> [Data]
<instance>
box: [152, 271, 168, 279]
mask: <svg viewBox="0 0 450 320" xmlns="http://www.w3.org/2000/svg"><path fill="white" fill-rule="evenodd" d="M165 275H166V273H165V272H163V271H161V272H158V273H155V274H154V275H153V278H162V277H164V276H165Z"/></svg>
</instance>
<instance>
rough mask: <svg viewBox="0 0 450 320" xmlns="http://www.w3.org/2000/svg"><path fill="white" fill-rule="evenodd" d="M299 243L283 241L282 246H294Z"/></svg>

> [Problem details] Reproduce verbatim the lines of the listing above, from the line containing "</instance>" through the final line of the listing, both included.

> [Answer]
</instance>
<instance>
rough mask: <svg viewBox="0 0 450 320" xmlns="http://www.w3.org/2000/svg"><path fill="white" fill-rule="evenodd" d="M299 243L283 241L282 246H294Z"/></svg>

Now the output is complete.